■ AVAILABLE DATA
-------

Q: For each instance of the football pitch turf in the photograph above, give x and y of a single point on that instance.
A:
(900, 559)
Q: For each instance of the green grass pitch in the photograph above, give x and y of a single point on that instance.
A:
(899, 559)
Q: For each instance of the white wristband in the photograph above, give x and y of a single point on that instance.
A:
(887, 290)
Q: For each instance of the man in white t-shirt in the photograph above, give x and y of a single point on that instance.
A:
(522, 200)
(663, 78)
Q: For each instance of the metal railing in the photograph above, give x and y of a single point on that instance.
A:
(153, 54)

-------

■ WORK TO COMPLETE
Each line in the records above that contains the word "pitch" must be copied.

■ ANSWER TO THE EXERCISE
Q: For each instance of the football pitch turf in the photograph above, give x and y of a single point on that instance.
Q: For each instance of the green grass pitch in the photograph above, give x and y of a single point on that instance.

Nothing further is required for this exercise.